### TASK GOAL
Give the number of lines below with "after" in them, leaving out anything else.

### DATASET CONTENT
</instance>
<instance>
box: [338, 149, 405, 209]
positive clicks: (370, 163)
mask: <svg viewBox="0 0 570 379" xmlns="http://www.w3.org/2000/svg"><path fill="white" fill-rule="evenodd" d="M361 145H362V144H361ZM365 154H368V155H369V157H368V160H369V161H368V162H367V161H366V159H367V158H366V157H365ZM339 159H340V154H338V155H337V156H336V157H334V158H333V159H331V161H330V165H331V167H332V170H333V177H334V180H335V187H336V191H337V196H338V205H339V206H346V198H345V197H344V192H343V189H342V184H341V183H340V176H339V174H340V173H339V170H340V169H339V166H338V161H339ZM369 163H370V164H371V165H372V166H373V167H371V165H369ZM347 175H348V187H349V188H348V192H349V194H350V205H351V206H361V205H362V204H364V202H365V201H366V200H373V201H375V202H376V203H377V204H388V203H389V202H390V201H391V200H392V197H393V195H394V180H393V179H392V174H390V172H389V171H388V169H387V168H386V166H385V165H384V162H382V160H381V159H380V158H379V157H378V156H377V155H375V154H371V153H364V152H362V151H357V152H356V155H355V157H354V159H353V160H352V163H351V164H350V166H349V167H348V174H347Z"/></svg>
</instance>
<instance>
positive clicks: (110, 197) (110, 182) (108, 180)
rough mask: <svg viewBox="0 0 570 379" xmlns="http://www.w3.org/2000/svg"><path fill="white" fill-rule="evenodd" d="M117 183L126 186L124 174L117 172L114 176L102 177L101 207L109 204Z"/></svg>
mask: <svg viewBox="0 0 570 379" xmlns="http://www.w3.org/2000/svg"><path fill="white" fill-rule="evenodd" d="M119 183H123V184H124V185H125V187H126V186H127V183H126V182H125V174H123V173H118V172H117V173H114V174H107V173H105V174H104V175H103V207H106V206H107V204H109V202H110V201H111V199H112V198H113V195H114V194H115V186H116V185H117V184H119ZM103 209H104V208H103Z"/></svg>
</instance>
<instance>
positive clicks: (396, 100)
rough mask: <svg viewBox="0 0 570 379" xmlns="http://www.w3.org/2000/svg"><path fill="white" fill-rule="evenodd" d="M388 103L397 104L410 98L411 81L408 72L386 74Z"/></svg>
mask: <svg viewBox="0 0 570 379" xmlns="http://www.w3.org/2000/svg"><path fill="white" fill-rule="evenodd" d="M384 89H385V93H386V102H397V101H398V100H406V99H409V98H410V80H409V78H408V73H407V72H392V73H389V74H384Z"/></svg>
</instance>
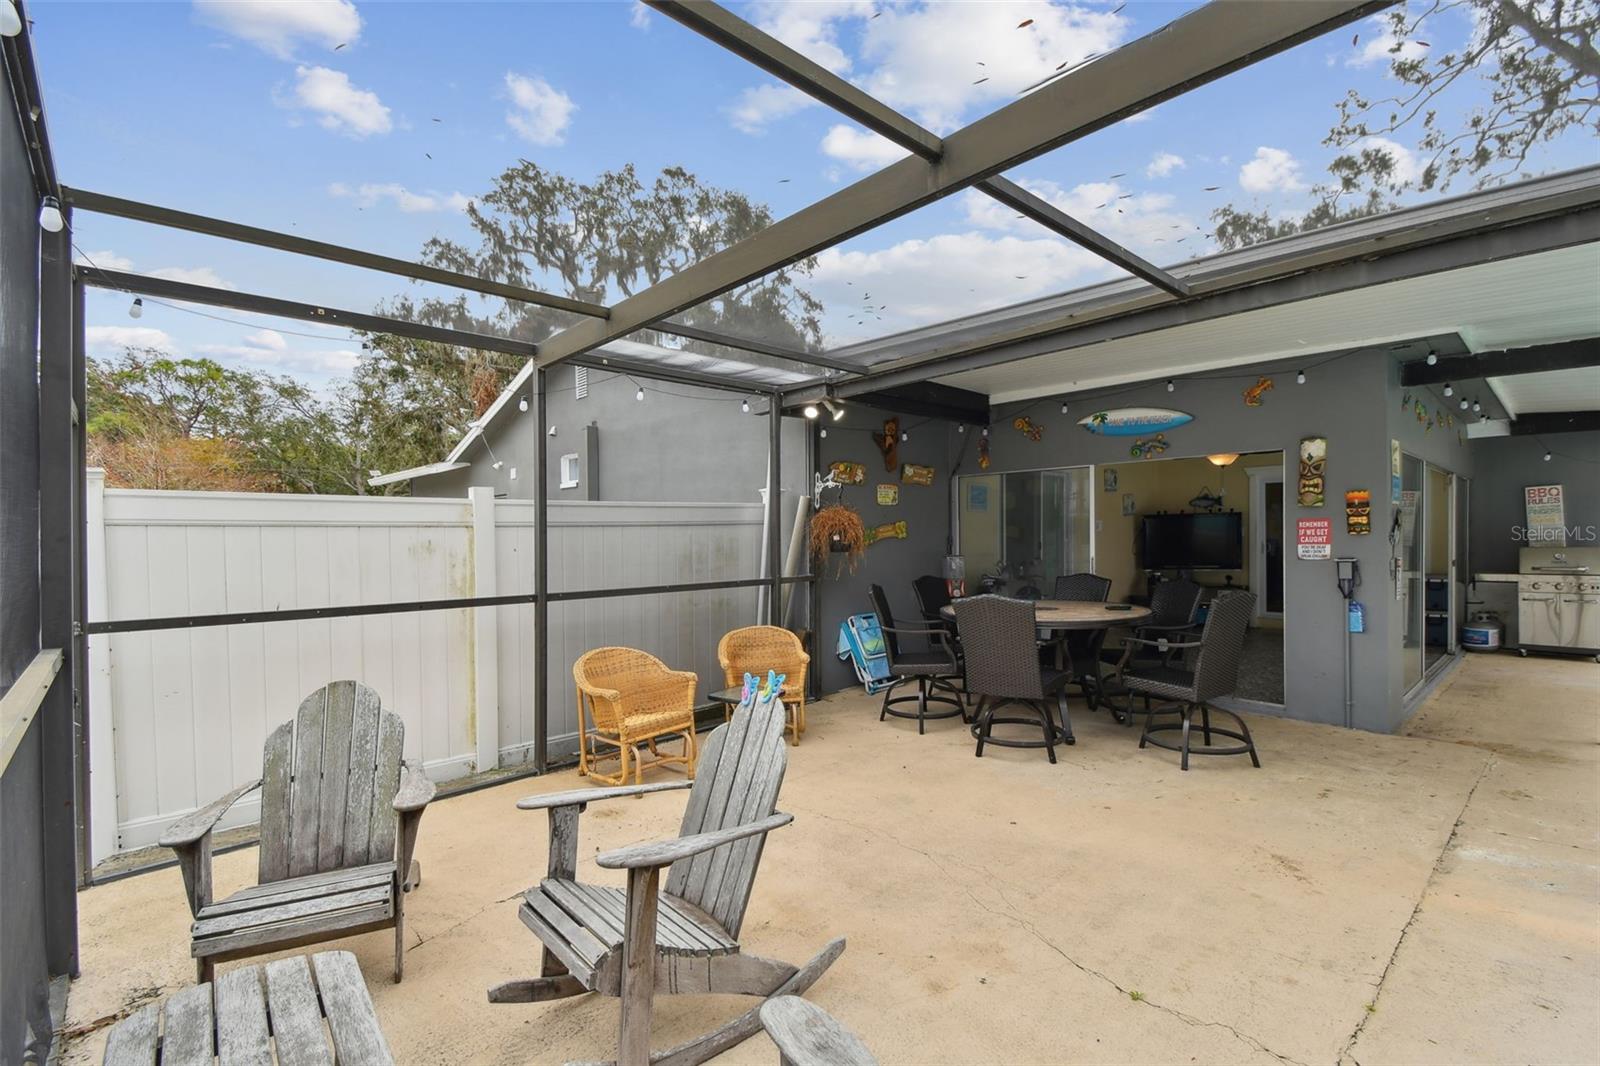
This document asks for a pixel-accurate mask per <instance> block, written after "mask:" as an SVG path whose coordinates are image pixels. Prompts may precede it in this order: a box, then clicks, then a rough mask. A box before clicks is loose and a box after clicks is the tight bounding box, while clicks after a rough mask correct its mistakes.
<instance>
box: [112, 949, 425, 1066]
mask: <svg viewBox="0 0 1600 1066" xmlns="http://www.w3.org/2000/svg"><path fill="white" fill-rule="evenodd" d="M312 972H315V975H317V980H315V983H312ZM163 1012H165V1013H166V1024H165V1026H163V1024H162V1013H163ZM323 1020H326V1024H323ZM213 1056H214V1058H216V1060H218V1061H221V1063H224V1066H226V1064H227V1063H285V1064H286V1063H330V1064H331V1063H339V1064H341V1066H394V1061H395V1060H394V1055H390V1053H389V1044H386V1042H384V1034H382V1029H379V1028H378V1013H376V1012H374V1010H373V999H371V996H368V994H366V981H365V980H362V968H360V967H358V965H357V964H355V956H352V954H350V952H347V951H320V952H317V954H315V956H310V957H307V956H294V957H293V959H277V960H274V962H267V964H266V965H258V967H240V968H238V970H229V972H227V973H224V975H221V976H218V978H216V981H211V983H206V984H195V986H192V988H186V989H182V991H181V992H173V994H171V996H168V997H166V1000H165V1002H160V1004H150V1005H149V1007H144V1008H142V1010H139V1012H136V1013H133V1015H130V1016H126V1018H123V1020H122V1021H118V1023H117V1026H115V1028H114V1029H112V1031H110V1036H109V1037H106V1058H104V1063H106V1066H125V1064H128V1063H141V1064H146V1066H147V1064H149V1063H210V1061H213Z"/></svg>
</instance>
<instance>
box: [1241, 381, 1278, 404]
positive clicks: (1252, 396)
mask: <svg viewBox="0 0 1600 1066" xmlns="http://www.w3.org/2000/svg"><path fill="white" fill-rule="evenodd" d="M1270 387H1272V378H1256V384H1253V386H1250V387H1248V389H1245V407H1261V394H1262V392H1266V391H1267V389H1270Z"/></svg>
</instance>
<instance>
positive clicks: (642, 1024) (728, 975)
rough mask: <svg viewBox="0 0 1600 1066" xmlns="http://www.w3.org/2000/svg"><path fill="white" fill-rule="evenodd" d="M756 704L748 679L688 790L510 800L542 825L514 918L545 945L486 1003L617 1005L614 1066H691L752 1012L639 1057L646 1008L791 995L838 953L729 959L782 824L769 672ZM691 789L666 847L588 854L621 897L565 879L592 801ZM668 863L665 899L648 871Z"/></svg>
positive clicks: (754, 694) (745, 1021) (748, 1036)
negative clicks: (615, 1003)
mask: <svg viewBox="0 0 1600 1066" xmlns="http://www.w3.org/2000/svg"><path fill="white" fill-rule="evenodd" d="M768 685H770V688H768V690H763V691H765V693H766V695H760V696H757V693H755V691H754V690H755V685H754V679H747V680H746V695H744V699H742V701H741V704H739V709H738V711H736V712H734V715H733V720H731V722H728V723H725V725H720V727H717V728H715V730H714V731H712V735H710V738H709V739H707V741H706V746H704V747H702V751H701V760H699V773H698V775H696V778H694V781H662V783H658V784H634V786H622V787H605V789H581V791H574V792H557V794H554V795H531V797H528V799H525V800H520V802H518V804H517V807H520V808H522V810H547V812H549V816H550V860H549V876H547V877H546V879H544V880H541V882H539V884H538V885H534V887H533V888H528V892H525V893H523V904H522V908H520V909H518V917H520V919H522V922H523V924H525V925H526V927H528V928H531V930H533V933H534V935H536V936H538V938H539V940H541V941H542V943H544V956H542V967H541V976H536V978H528V980H522V981H507V983H506V984H499V986H496V988H493V989H490V1002H494V1004H530V1002H539V1000H547V999H565V997H568V996H579V994H582V992H600V994H602V996H619V997H621V999H622V1021H621V1042H619V1053H618V1061H621V1063H622V1064H624V1066H646V1063H656V1064H658V1066H659V1064H661V1063H669V1064H672V1066H691V1064H694V1063H704V1061H706V1060H709V1058H712V1056H714V1055H720V1053H722V1052H725V1050H728V1048H730V1047H734V1045H736V1044H739V1042H742V1040H744V1039H747V1037H750V1036H754V1034H755V1032H757V1031H760V1028H762V1020H760V1008H758V1007H757V1008H752V1010H749V1012H746V1013H744V1015H741V1016H739V1018H734V1020H733V1021H730V1023H728V1024H725V1026H722V1028H720V1029H714V1031H712V1032H707V1034H704V1036H701V1037H696V1039H694V1040H690V1042H686V1044H682V1045H678V1047H675V1048H672V1050H669V1052H664V1053H659V1055H656V1056H651V1053H650V1012H651V1000H653V997H654V994H656V992H658V991H659V992H662V994H685V992H722V994H742V996H763V997H773V996H797V994H800V992H803V991H805V989H808V988H811V984H813V983H814V981H816V980H818V978H819V976H821V975H822V973H824V972H826V970H827V968H829V967H830V965H834V960H835V959H838V956H840V952H843V951H845V941H843V938H840V940H835V941H832V943H829V944H827V948H824V949H822V951H821V952H819V954H818V956H816V957H814V959H811V960H810V962H808V964H806V965H805V967H798V968H797V967H792V965H789V964H786V962H778V960H774V959H762V957H760V956H747V954H742V952H741V951H739V925H741V924H742V922H744V908H746V904H747V903H749V900H750V885H752V884H754V880H755V869H757V864H758V863H760V858H762V847H763V844H765V840H766V834H768V832H771V831H773V829H778V828H781V826H787V824H789V823H790V821H794V815H784V813H776V810H774V808H776V804H778V787H779V786H781V784H782V778H784V765H786V762H787V749H786V744H784V707H782V703H781V701H779V699H778V690H779V687H781V685H782V679H781V677H770V679H768ZM669 789H691V791H690V800H688V808H686V810H685V813H683V826H682V829H680V831H678V837H677V839H674V840H661V842H654V844H635V845H632V847H626V848H618V850H616V852H606V853H603V855H600V856H598V858H597V861H598V864H600V866H603V868H605V869H626V871H627V888H626V890H624V888H613V887H602V885H586V884H582V882H579V880H576V869H578V815H579V813H582V810H584V808H586V807H587V805H589V804H592V802H597V800H606V799H616V797H622V795H640V794H643V792H662V791H669ZM664 866H670V868H672V872H670V874H669V877H667V887H666V892H661V890H659V887H661V869H662V868H664Z"/></svg>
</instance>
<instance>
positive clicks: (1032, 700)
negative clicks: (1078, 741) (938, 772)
mask: <svg viewBox="0 0 1600 1066" xmlns="http://www.w3.org/2000/svg"><path fill="white" fill-rule="evenodd" d="M955 624H957V627H960V631H962V632H963V634H965V635H966V688H968V691H970V693H973V695H974V696H978V714H976V720H974V723H973V736H976V738H978V751H976V752H973V754H974V755H978V757H979V759H981V757H982V754H984V744H1000V746H1003V747H1043V749H1045V751H1046V752H1048V754H1050V762H1056V744H1058V743H1059V744H1074V743H1077V741H1075V739H1074V736H1072V720H1070V719H1069V717H1067V674H1066V671H1058V669H1051V667H1046V666H1040V664H1038V656H1037V655H1035V653H1034V631H1035V621H1034V605H1032V603H1030V602H1027V600H1013V599H1006V597H1003V595H974V597H968V599H963V600H960V602H958V603H957V605H955ZM1051 698H1054V701H1056V707H1058V709H1059V712H1061V725H1059V727H1058V725H1056V722H1054V720H1053V719H1051V717H1050V699H1051ZM1008 704H1016V706H1021V707H1027V709H1030V711H1034V712H1035V714H1037V715H1038V717H1037V719H1024V717H1016V715H1013V717H995V711H998V709H1000V707H1003V706H1008ZM997 722H998V723H1002V725H1038V727H1040V728H1042V730H1043V738H1042V739H1027V738H1010V736H994V727H995V723H997Z"/></svg>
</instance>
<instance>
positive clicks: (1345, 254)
mask: <svg viewBox="0 0 1600 1066" xmlns="http://www.w3.org/2000/svg"><path fill="white" fill-rule="evenodd" d="M1594 242H1600V208H1597V206H1590V208H1587V210H1584V211H1574V213H1568V214H1554V216H1544V218H1534V219H1533V221H1522V222H1517V224H1514V226H1504V224H1501V227H1498V229H1494V227H1491V229H1488V230H1486V232H1485V230H1461V232H1453V234H1450V240H1440V242H1438V243H1424V245H1418V246H1411V248H1398V250H1394V251H1390V253H1389V254H1382V253H1381V251H1374V250H1373V248H1370V246H1368V243H1365V242H1358V243H1355V245H1352V248H1350V250H1349V253H1347V254H1344V256H1341V258H1339V259H1338V261H1334V259H1323V261H1320V262H1318V266H1317V267H1315V269H1296V271H1293V272H1290V274H1286V275H1283V277H1269V279H1266V280H1254V277H1256V272H1254V271H1245V272H1242V274H1248V275H1250V280H1248V282H1240V283H1238V285H1234V287H1229V288H1216V290H1214V291H1205V293H1202V295H1198V296H1195V298H1194V299H1187V301H1182V303H1162V304H1150V303H1149V301H1141V299H1130V301H1128V303H1126V304H1123V306H1117V304H1110V306H1109V307H1099V309H1082V311H1075V312H1066V311H1062V312H1059V315H1058V317H1051V319H1042V320H1035V322H1030V323H1026V325H1021V327H1018V328H1013V330H1005V331H1000V333H994V335H990V336H987V338H982V339H973V341H963V343H957V344H954V346H950V347H947V349H938V351H933V352H926V354H922V355H915V357H912V359H906V360H899V362H896V363H891V365H890V367H885V368H883V370H878V371H874V373H869V375H867V376H866V378H859V379H856V381H845V383H840V384H838V386H824V384H822V383H813V384H808V386H803V387H800V389H789V391H786V392H784V403H802V402H806V400H811V399H816V397H821V395H822V392H824V387H827V389H834V391H835V392H837V395H842V397H851V395H859V394H864V392H874V391H877V389H888V387H893V386H901V384H907V383H914V381H926V379H930V378H946V376H949V375H957V373H962V371H966V370H982V368H986V367H995V365H1000V363H1010V362H1016V360H1019V359H1030V357H1034V355H1048V354H1051V352H1061V351H1066V349H1074V347H1085V346H1088V344H1101V343H1106V341H1115V339H1122V338H1128V336H1139V335H1142V333H1154V331H1157V330H1170V328H1174V327H1182V325H1189V323H1195V322H1208V320H1213V319H1224V317H1227V315H1235V314H1245V312H1251V311H1261V309H1266V307H1272V306H1277V304H1288V303H1296V301H1301V299H1315V298H1317V296H1331V295H1334V293H1344V291H1352V290H1358V288H1366V287H1370V285H1384V283H1389V282H1398V280H1405V279H1411V277H1422V275H1427V274H1438V272H1442V271H1453V269H1459V267H1467V266H1475V264H1482V262H1494V261H1498V259H1512V258H1517V256H1525V254H1536V253H1541V251H1552V250H1557V248H1568V246H1573V245H1582V243H1594Z"/></svg>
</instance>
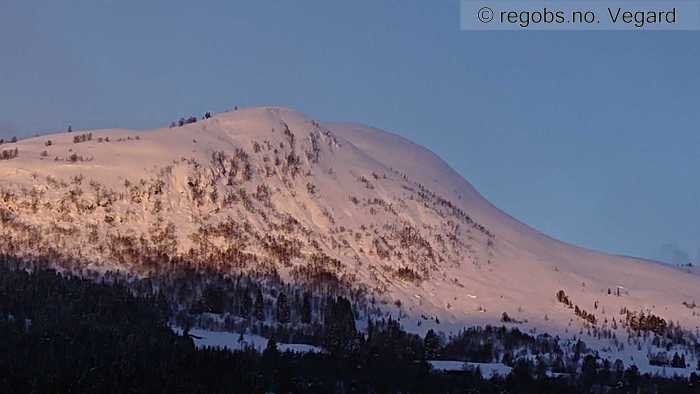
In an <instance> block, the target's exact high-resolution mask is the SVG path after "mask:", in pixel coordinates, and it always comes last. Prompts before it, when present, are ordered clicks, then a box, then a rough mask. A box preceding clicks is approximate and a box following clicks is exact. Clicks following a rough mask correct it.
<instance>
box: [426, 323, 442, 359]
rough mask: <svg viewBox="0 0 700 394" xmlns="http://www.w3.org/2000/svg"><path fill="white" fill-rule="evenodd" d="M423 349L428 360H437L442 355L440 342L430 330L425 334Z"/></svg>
mask: <svg viewBox="0 0 700 394" xmlns="http://www.w3.org/2000/svg"><path fill="white" fill-rule="evenodd" d="M423 349H424V351H425V358H426V359H428V360H434V359H437V358H439V357H440V355H441V354H442V340H441V339H440V337H439V336H438V335H437V334H436V333H435V331H434V330H433V329H432V328H431V329H430V330H428V332H427V333H425V338H423Z"/></svg>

### RESULT OF THE TASK
2